Lay out the entries below as a numbered list with blank lines omitted, starting at the line that contains "left hand visible" and stopping after the line that contains "[254, 206, 300, 300]". List only those lines.

··· PROVIDED DATA

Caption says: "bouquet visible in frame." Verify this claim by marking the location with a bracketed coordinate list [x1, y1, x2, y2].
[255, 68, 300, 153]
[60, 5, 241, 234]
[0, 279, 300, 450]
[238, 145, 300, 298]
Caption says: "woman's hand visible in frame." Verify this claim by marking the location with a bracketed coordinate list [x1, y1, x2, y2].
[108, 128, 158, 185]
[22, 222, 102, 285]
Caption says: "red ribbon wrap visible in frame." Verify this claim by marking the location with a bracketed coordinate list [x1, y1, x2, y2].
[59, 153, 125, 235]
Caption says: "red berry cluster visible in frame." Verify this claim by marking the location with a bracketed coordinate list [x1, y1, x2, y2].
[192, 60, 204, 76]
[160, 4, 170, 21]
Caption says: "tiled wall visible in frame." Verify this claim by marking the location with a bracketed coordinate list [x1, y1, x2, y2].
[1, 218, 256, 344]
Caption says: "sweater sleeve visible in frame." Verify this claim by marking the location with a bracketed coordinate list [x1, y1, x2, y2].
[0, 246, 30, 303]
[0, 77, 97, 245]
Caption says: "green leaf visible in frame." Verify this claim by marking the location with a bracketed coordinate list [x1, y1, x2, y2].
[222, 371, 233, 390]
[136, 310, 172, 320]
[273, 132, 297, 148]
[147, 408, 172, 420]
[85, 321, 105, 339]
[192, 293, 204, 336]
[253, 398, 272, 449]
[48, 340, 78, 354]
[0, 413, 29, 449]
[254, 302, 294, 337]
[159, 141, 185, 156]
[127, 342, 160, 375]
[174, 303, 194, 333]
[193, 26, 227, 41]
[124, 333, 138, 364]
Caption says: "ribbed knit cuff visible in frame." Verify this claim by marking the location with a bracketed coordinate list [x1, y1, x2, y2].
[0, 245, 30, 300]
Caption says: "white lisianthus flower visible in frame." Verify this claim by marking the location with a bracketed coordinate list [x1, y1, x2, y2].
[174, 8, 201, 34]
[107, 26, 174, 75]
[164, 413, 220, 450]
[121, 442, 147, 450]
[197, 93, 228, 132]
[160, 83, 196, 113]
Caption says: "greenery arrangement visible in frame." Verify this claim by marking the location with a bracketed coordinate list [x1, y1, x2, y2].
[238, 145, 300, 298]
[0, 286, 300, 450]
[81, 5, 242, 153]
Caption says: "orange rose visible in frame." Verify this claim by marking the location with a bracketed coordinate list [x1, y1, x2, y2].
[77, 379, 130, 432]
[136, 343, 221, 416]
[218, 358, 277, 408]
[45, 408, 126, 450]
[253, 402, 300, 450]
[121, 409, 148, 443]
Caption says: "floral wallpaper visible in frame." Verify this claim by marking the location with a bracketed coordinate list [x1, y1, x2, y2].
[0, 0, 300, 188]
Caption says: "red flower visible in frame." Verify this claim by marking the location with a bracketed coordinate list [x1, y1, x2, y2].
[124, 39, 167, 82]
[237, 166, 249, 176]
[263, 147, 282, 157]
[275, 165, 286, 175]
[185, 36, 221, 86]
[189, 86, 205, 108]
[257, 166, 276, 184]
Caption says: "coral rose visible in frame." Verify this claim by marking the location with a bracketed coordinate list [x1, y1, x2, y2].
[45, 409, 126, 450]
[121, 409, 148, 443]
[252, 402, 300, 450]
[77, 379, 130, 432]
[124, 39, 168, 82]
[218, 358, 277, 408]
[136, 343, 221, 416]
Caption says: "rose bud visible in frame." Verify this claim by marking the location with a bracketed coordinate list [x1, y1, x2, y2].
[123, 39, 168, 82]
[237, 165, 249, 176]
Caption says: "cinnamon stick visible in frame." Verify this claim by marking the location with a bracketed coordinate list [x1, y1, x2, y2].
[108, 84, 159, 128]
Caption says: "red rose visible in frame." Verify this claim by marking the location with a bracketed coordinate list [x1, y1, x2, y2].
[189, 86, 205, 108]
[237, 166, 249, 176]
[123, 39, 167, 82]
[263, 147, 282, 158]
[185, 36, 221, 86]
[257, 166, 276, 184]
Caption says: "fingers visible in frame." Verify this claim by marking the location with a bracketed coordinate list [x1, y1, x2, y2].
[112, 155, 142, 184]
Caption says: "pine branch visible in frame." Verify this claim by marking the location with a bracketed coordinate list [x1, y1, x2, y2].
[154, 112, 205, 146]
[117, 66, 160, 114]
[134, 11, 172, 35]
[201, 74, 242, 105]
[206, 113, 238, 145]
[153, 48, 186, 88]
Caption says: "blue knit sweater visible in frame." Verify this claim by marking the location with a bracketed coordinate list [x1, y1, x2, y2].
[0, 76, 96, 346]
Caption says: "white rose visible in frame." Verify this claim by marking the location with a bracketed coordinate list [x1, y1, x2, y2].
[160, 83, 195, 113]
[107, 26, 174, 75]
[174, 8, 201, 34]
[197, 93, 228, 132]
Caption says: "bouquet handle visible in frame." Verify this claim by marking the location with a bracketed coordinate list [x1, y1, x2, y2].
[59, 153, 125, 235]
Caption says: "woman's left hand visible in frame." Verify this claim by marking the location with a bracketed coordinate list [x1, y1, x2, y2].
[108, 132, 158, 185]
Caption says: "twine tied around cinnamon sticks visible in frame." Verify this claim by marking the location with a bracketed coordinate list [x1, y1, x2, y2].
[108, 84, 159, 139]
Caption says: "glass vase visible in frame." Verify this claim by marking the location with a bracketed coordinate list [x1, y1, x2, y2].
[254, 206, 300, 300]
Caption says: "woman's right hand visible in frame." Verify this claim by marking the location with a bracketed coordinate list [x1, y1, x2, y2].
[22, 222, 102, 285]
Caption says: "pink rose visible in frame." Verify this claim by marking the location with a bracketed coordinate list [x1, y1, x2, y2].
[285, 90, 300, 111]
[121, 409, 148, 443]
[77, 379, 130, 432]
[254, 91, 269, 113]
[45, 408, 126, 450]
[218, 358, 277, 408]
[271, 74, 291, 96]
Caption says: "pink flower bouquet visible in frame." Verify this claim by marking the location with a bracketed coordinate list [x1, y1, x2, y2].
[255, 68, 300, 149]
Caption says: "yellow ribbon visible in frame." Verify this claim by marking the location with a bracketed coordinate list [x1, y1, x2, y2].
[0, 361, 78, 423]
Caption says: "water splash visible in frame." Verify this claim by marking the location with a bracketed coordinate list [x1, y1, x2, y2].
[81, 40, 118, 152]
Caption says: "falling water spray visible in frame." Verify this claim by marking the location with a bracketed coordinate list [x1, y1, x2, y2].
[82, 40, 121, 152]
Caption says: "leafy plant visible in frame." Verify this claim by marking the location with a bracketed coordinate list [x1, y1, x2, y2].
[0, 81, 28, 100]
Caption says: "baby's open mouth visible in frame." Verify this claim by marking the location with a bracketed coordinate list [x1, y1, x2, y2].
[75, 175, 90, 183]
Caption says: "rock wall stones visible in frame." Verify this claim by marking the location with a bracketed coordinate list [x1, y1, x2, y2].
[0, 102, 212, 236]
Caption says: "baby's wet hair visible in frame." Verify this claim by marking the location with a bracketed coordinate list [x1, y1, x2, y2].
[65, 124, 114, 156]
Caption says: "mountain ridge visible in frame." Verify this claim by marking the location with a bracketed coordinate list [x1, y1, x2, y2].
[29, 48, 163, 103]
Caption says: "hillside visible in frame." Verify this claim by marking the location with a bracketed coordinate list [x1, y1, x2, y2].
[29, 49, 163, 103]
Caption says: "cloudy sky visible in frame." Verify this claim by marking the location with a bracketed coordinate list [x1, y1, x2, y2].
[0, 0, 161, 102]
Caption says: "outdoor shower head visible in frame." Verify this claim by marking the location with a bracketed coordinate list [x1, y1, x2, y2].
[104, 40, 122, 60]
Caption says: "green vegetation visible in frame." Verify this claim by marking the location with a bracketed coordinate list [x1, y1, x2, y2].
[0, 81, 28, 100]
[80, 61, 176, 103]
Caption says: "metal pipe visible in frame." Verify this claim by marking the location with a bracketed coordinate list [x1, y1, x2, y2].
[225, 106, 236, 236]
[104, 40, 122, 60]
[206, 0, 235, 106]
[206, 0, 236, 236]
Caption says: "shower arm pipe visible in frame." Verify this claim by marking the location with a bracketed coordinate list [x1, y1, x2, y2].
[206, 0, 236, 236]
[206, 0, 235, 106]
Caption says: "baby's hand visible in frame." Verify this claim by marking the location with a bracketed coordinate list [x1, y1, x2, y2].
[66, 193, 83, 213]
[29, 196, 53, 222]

······

• **REPLY TO THE TASK**
1. Caption says: "woman's left hand visible in frame." Verify this claim by marking the location with a bracketed coordinate list [x1, y1, x2, y2].
2. [108, 132, 158, 185]
3. Caption says: "twine tied around cinnamon sticks visible in frame." Verify this claim by marking the location with a bracketed coordinate list [x1, y1, x2, y2].
4. [108, 84, 159, 139]
5. Caption says: "glass vase visible in frame." Verify this claim by marking the location with a bracketed coordinate list [x1, y1, x2, y2].
6. [254, 206, 300, 300]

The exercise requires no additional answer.